#### TEXTAUSZUG:

/---

Auf Antrag des Verurteilten vom 16. Januar 2006 hat das Landgericht Hildesheim durch Beschluss vom 24. November 2008 die Wiederaufnahme des Verfahrens angeordnet. Infolge der erneuten Hauptverhandlung in der Berufungsinstanz ist der Angeklagte durch Urteil vom 9. März 2010 wegen vorsätzlicher Körperverletzung zum Nachteil des Nebenklägers verurteilt worden. Die dagegen gerichtete Revision des Angeklagten hat der Senat durch Beschluss vom 28. April 2011 - 31 Ss 7/11 - gemäß § 349 Abs. 2 StPO verworfen. Ebenfalls mit Beschluss vom 28. April 2011 - 1 Ws 105/11 und 1 Ws 149/11 - hat der Senat die Kostenentscheidung aus dem Urteil vom 9. März 2010 auf die sofortigen Beschwerden des Nebenklägers und der Staatsanwaltschaft u.a. dahingehend abgeändert, dass der Angeklagte die Kosten seiner vor dem Landgericht Hannover und nach Wiederaufnahme vor dem Landgericht Hildesheim durchgeführten Berufung einschließlich der dem Nebenkläger hierdurch entstandenen notwendigen Auslagen zu tragen hat.

2. Mit Kostenansatz vom 24. Januar 2012 hat die Staatsanwaltschaft Hildesheim dem Verurteilten einen - nach Anrechnung bereits gezahlter 210.554,32 Euro - noch zu zahlenden Betrag in Höhe von 66.216,37 Euro in Rechnung gestellt. Darin waren u.a. folgende Positionen enthalten:

- Auslagen für Zeugenentschädigung 52.028,00 Euro
- Auslagen für Dolmetscherentschädigung 15.385,99 Euro
-Auslagen für Sachverständigenentschädigung 8.605,29 Euro.

3. Gegen diesen Kostenansatz hat der Verurteilte am 14. Februar 2012 Erinnerung eingelegt mit der Begründung, dass er die Auslagen für Zeugen-, Dolmetscher- und Sachverständigenentschädigung nicht zu tragen habe, weil diese ausschließlich durch die Berufungen der Staatsanwaltschaft und des Nebenklägers verursacht worden seien, während er seine Berufung auf den Strafausspruch beschränkt habe.

\---

#### EINTRÄGE:
/---

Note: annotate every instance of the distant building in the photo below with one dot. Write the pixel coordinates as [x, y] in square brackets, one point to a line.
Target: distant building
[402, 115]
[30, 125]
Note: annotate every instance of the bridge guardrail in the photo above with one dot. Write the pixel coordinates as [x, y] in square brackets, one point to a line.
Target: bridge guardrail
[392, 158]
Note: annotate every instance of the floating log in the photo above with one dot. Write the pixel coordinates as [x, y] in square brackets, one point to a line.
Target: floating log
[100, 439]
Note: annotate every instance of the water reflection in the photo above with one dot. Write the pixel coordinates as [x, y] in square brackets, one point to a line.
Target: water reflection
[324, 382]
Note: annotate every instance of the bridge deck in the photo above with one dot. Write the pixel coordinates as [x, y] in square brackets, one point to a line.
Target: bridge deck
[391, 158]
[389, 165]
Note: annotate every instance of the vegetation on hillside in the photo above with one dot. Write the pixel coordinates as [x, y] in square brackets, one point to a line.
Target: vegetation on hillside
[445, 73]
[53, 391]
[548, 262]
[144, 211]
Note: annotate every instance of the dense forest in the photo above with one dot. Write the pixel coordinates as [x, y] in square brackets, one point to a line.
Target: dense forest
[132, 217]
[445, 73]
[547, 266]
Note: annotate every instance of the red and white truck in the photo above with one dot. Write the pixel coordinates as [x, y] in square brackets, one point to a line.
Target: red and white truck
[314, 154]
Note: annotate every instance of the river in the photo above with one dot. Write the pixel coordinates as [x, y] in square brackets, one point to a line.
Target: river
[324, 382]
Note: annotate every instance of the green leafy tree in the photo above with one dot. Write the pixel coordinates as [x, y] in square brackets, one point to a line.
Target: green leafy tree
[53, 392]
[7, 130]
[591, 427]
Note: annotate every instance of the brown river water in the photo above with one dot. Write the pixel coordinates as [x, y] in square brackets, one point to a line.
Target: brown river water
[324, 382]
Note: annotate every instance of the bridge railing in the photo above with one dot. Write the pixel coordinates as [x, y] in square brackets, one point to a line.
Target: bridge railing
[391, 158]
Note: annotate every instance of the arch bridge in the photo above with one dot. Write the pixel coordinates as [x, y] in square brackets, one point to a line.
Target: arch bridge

\---

#### AUFGABEN:
#1 Übersetzen Sie diesen Satz aus dem Textauszug ins Englische: „Die dagegen gerichtete Revision des Angeklagten hat der Senat durch Beschluss vom 28. April 2011 - 31 Ss 7/11 - gemäß § 349 Abs. 2 StPO verworfen.“
#2 Kopieren Sie aus dem Textauszug wortgetreu den Abschnitt von „- Auslagen für Zeugenentschädigung“ bis einschließlich „Sachverständigenentschädigung 8.605,29 Euro.“.
Die Einträge sind eigenständiges Material und gehören nicht zum Textauszug.

#### LÖSUNGEN JE AUFGABE:
#1 The Senate rejected the defendant's appeal on points of law against it by order of April 28, 2011 - 31 Ss 7/11 - pursuant to Section 349(2) StPO.

#2
- Auslagen für Zeugenentschädigung 52.028,00 Euro
- Auslagen für Dolmetscherentschädigung 15.385,99 Euro
-Auslagen für Sachverständigenentschädigung 8.605,29 Euro.